__TASK OBJECTIVE__:
Rewrite each entry in the listing below, changing every "license plate" to "number plate" and leaving everything else as it is. Omit the pictures from your version.

Shape annotation entries:
....

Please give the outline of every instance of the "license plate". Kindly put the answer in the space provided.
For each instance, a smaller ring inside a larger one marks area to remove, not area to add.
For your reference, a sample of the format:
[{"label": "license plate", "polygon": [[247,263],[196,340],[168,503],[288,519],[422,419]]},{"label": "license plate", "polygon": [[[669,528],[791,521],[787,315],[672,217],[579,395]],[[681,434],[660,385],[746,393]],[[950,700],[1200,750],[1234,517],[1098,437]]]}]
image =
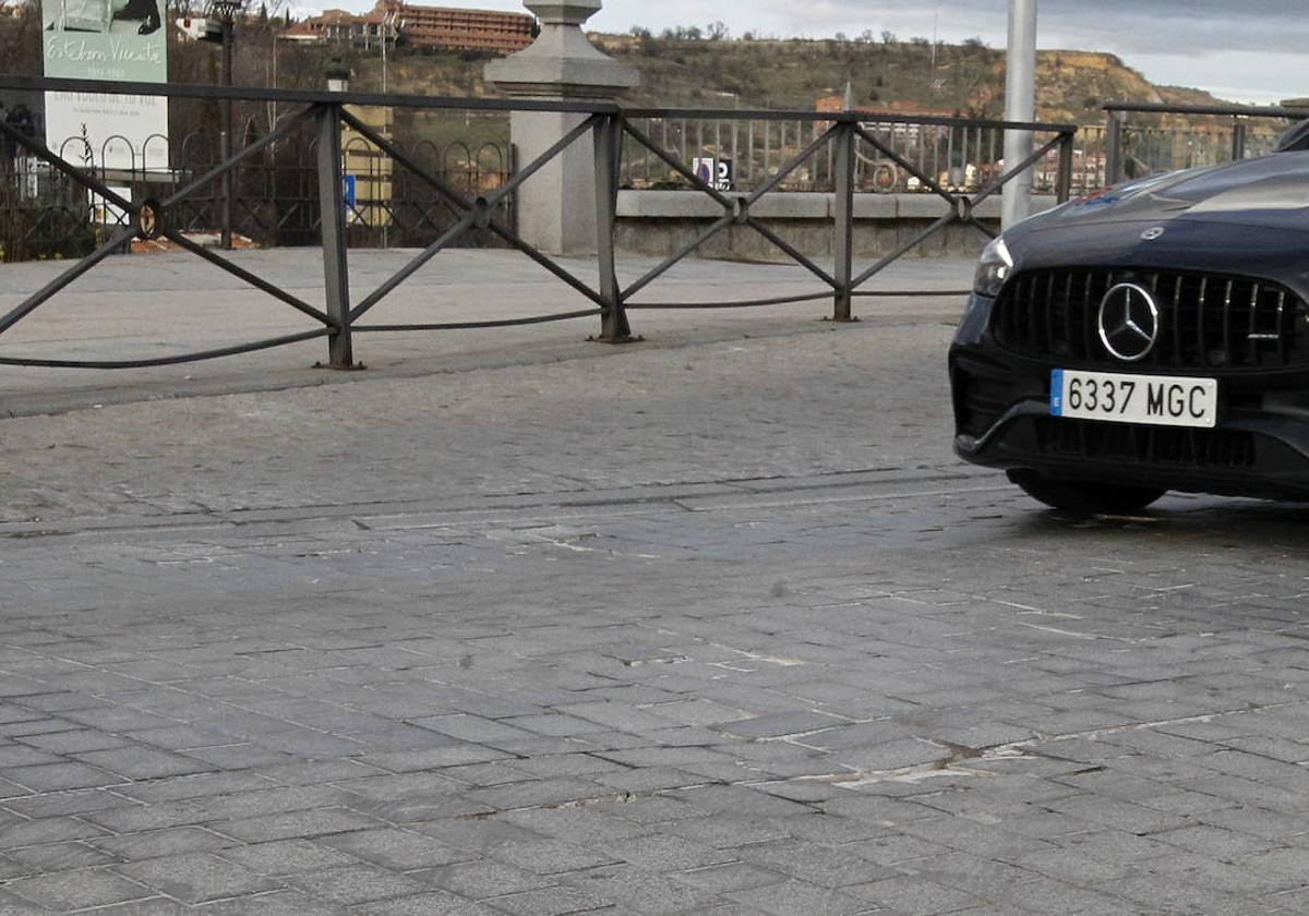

....

__REPLY TO THE EXERCISE__:
Please give the outline of every instance of the "number plate". Kindly put the answer in the space provided.
For each instance, a smaller ring inside a larger one marks area to remove, not area to add.
For your reference, a sample of the format:
[{"label": "number plate", "polygon": [[247,263],[196,340],[168,503],[288,519],[422,419]]},{"label": "number plate", "polygon": [[[669,528],[791,521],[787,315],[672,217],[579,395]],[[681,434],[660,385],[746,393]],[[950,700],[1200,750],[1234,517],[1098,437]]]}]
image =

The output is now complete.